Entries from a dataset:
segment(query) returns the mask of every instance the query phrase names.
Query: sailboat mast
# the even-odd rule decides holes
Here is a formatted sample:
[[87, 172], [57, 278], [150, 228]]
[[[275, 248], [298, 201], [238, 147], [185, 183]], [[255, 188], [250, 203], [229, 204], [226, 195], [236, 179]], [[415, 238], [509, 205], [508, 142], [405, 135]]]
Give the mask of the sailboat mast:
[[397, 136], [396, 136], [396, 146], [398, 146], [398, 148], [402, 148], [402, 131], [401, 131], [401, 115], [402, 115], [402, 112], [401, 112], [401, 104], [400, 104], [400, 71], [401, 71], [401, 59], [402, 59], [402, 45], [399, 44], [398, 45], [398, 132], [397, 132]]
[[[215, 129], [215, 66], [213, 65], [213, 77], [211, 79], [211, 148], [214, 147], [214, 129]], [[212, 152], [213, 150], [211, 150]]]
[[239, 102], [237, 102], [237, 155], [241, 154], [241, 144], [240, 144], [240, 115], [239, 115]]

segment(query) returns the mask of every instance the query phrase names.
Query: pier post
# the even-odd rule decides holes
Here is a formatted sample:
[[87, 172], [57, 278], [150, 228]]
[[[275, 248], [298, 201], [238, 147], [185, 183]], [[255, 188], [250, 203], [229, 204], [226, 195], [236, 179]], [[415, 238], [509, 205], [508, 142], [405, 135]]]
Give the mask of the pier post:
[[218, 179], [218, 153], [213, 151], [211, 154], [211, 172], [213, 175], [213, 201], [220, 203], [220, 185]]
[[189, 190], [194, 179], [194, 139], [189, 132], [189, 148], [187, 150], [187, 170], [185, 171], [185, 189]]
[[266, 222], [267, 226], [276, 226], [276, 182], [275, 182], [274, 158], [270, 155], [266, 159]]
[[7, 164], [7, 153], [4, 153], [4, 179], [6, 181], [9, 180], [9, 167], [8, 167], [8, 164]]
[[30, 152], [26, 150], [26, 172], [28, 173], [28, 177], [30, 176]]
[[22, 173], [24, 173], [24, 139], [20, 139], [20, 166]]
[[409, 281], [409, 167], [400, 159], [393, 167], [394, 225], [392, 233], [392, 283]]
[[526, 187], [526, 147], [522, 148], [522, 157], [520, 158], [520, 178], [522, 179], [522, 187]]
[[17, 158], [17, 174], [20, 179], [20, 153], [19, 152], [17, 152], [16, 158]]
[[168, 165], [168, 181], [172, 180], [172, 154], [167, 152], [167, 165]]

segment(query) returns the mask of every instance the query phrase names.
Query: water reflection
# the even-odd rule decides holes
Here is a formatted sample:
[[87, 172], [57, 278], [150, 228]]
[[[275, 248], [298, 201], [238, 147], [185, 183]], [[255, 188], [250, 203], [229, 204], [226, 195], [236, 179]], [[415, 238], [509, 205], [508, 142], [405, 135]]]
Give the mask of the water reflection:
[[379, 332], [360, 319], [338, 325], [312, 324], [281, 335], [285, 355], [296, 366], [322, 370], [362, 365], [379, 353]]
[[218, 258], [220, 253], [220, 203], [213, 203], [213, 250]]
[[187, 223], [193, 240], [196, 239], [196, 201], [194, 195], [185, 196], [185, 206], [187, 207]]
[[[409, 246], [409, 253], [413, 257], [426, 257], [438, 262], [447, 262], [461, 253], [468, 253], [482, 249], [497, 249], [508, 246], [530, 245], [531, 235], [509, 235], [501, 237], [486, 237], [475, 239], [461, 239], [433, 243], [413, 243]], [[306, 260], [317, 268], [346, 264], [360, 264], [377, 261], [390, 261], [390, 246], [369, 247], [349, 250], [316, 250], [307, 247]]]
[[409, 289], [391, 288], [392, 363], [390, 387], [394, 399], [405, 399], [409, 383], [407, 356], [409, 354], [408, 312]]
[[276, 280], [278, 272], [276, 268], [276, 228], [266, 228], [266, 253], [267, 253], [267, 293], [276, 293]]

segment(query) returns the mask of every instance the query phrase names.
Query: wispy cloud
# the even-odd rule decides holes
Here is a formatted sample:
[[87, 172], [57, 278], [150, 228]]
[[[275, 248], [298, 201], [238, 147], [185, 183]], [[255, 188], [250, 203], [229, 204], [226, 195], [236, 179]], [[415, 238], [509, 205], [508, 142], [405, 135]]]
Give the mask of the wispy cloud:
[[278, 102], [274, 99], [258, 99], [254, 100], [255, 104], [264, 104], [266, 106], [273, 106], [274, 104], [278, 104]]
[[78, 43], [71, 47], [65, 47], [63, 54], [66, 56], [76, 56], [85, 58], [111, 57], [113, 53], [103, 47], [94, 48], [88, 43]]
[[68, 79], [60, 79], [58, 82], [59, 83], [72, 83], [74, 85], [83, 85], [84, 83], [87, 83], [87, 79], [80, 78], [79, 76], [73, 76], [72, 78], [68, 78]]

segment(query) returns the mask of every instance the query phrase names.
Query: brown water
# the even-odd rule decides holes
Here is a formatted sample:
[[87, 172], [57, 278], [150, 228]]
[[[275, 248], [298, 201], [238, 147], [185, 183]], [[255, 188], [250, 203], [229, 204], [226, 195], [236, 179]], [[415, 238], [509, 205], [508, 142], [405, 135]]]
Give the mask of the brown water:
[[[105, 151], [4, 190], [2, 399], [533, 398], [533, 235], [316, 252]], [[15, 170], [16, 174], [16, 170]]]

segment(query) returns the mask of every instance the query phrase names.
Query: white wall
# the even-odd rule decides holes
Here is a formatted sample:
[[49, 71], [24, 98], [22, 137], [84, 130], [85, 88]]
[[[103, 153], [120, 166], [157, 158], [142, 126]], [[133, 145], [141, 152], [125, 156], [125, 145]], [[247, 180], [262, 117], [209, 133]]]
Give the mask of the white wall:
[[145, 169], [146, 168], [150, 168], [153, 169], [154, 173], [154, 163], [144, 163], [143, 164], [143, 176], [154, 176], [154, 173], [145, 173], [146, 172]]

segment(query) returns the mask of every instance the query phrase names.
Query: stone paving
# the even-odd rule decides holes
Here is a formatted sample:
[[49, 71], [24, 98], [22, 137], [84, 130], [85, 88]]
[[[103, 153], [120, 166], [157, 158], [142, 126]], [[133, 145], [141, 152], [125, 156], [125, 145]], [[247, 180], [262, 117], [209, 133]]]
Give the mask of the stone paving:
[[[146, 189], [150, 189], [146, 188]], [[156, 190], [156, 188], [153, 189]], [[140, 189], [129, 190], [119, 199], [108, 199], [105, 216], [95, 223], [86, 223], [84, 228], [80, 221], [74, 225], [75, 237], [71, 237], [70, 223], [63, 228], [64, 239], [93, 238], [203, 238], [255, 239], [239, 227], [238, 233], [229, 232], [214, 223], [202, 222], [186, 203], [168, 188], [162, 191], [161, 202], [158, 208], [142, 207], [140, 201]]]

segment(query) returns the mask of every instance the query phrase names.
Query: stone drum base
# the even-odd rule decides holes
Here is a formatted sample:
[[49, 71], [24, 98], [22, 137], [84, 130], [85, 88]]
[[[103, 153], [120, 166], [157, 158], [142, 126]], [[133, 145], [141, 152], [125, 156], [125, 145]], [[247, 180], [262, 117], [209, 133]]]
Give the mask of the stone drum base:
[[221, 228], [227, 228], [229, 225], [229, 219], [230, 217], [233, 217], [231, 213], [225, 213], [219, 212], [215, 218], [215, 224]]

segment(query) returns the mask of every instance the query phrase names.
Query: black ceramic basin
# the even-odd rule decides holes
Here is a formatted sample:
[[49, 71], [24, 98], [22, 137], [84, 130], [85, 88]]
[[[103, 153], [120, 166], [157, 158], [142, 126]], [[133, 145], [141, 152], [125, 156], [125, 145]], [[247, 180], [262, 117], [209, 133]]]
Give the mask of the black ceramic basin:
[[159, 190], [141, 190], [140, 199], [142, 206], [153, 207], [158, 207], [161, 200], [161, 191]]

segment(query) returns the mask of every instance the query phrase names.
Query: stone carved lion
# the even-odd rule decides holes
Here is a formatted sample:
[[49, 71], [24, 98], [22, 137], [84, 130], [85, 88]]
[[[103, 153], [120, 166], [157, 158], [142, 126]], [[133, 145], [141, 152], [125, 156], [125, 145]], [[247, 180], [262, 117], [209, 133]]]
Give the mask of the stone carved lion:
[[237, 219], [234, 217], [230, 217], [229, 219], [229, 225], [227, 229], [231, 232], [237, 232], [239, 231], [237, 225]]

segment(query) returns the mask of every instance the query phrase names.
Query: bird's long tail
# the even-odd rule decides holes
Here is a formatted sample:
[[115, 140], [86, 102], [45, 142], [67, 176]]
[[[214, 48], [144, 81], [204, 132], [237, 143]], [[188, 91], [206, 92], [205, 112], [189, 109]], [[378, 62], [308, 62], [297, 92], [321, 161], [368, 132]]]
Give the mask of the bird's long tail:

**OBJECTIVE:**
Count the lines in the entries above that contain the string "basin", matching case exactly. Reply with the number alone.

**TASK ANSWER:**
2